- [Aim of the exercise]
Print out each line of the records below that contains the word "roller", copied unchanged.

.....

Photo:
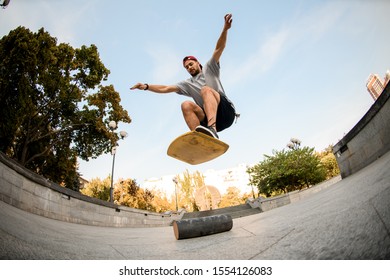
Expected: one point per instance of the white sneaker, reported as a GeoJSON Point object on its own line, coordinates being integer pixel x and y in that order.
{"type": "Point", "coordinates": [210, 131]}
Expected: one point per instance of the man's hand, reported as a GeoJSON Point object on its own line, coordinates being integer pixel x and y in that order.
{"type": "Point", "coordinates": [139, 86]}
{"type": "Point", "coordinates": [228, 21]}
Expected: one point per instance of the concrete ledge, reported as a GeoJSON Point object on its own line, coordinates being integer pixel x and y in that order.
{"type": "Point", "coordinates": [368, 140]}
{"type": "Point", "coordinates": [28, 191]}
{"type": "Point", "coordinates": [281, 200]}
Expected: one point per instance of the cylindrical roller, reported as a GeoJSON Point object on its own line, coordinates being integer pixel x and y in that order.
{"type": "Point", "coordinates": [196, 227]}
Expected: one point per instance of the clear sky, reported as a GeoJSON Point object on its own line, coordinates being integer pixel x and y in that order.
{"type": "Point", "coordinates": [292, 68]}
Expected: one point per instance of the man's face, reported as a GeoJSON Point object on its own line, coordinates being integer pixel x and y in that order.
{"type": "Point", "coordinates": [192, 67]}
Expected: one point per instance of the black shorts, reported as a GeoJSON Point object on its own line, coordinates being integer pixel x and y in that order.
{"type": "Point", "coordinates": [225, 114]}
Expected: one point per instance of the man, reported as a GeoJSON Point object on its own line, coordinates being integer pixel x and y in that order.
{"type": "Point", "coordinates": [212, 111]}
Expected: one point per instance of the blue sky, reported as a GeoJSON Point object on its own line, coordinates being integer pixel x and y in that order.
{"type": "Point", "coordinates": [292, 68]}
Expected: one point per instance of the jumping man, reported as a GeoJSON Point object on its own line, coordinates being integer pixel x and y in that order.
{"type": "Point", "coordinates": [211, 110]}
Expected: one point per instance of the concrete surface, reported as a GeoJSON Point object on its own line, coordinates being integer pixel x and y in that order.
{"type": "Point", "coordinates": [348, 220]}
{"type": "Point", "coordinates": [368, 140]}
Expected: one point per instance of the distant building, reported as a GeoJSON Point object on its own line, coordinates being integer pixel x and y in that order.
{"type": "Point", "coordinates": [375, 85]}
{"type": "Point", "coordinates": [221, 179]}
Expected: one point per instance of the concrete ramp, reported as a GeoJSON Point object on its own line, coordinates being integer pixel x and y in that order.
{"type": "Point", "coordinates": [348, 220]}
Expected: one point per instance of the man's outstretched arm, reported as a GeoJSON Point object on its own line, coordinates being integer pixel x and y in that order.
{"type": "Point", "coordinates": [221, 43]}
{"type": "Point", "coordinates": [155, 88]}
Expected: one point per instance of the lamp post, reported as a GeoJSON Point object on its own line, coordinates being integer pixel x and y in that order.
{"type": "Point", "coordinates": [122, 134]}
{"type": "Point", "coordinates": [175, 181]}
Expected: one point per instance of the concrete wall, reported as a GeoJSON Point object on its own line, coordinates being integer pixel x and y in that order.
{"type": "Point", "coordinates": [30, 192]}
{"type": "Point", "coordinates": [368, 140]}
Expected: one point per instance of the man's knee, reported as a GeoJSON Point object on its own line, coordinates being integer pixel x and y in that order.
{"type": "Point", "coordinates": [206, 90]}
{"type": "Point", "coordinates": [187, 106]}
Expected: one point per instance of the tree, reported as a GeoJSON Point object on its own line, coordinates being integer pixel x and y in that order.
{"type": "Point", "coordinates": [187, 185]}
{"type": "Point", "coordinates": [98, 188]}
{"type": "Point", "coordinates": [54, 107]}
{"type": "Point", "coordinates": [232, 197]}
{"type": "Point", "coordinates": [129, 193]}
{"type": "Point", "coordinates": [328, 160]}
{"type": "Point", "coordinates": [286, 171]}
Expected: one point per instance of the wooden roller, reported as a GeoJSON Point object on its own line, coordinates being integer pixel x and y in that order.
{"type": "Point", "coordinates": [196, 227]}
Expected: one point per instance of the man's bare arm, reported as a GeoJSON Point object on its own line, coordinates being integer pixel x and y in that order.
{"type": "Point", "coordinates": [155, 88]}
{"type": "Point", "coordinates": [221, 43]}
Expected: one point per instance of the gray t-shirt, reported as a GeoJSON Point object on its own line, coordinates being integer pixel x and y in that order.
{"type": "Point", "coordinates": [208, 76]}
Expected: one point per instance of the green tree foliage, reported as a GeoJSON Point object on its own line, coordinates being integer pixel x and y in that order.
{"type": "Point", "coordinates": [232, 197]}
{"type": "Point", "coordinates": [187, 186]}
{"type": "Point", "coordinates": [98, 188]}
{"type": "Point", "coordinates": [328, 160]}
{"type": "Point", "coordinates": [54, 107]}
{"type": "Point", "coordinates": [129, 193]}
{"type": "Point", "coordinates": [286, 171]}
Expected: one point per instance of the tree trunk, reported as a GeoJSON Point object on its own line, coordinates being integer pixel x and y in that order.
{"type": "Point", "coordinates": [196, 227]}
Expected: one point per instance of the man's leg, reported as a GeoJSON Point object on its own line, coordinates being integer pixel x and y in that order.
{"type": "Point", "coordinates": [192, 114]}
{"type": "Point", "coordinates": [211, 100]}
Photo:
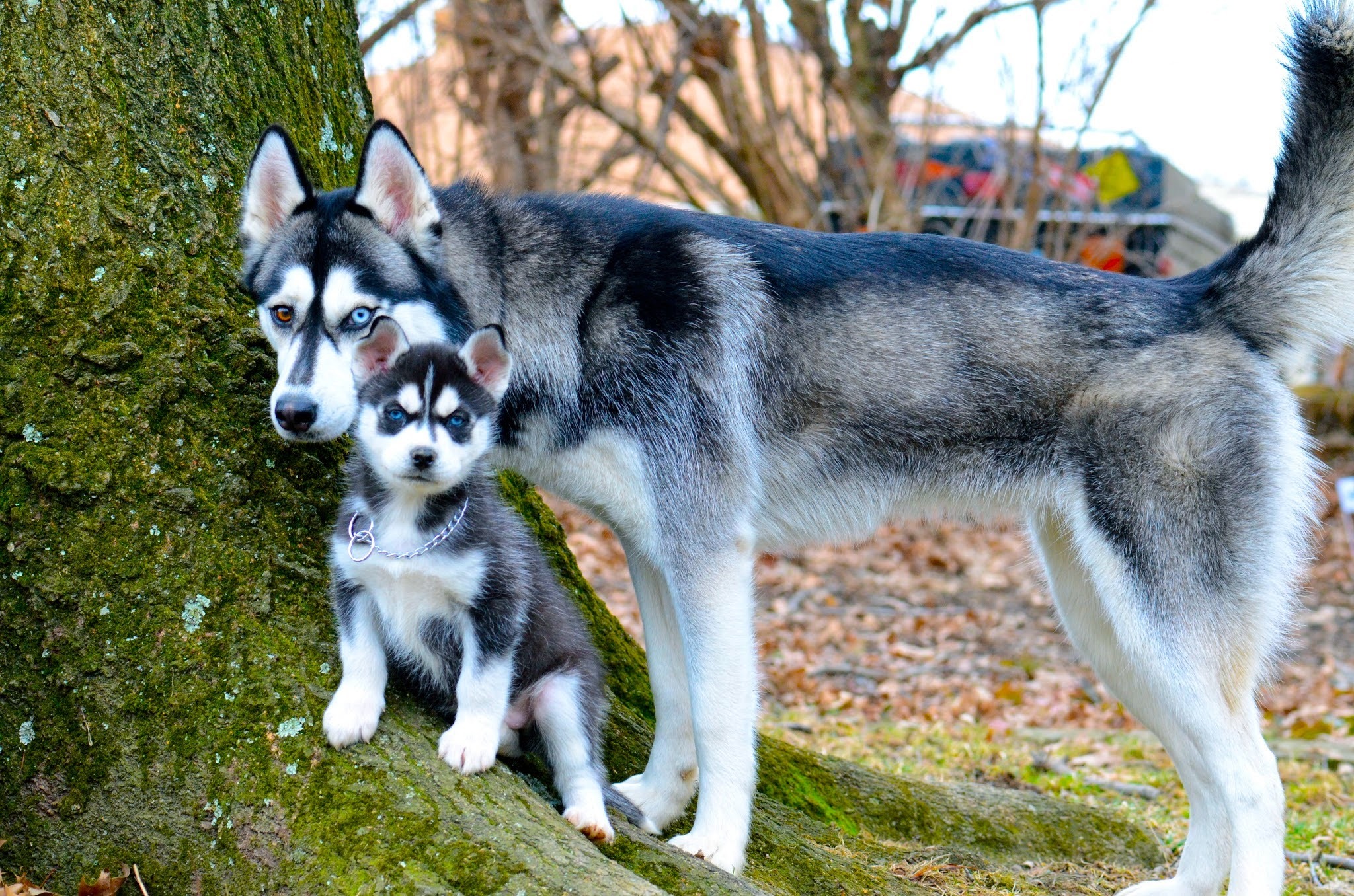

.....

- [Exercise output]
Expected: one point per instance of the cylindrical roller, reported as a GeoJSON Point object on its own line, coordinates being integer pixel x and y in that order.
Expected: one point per instance of the wooden roller, reported as a GeoJSON Point object on its own line, coordinates being integer pixel x and y in that order.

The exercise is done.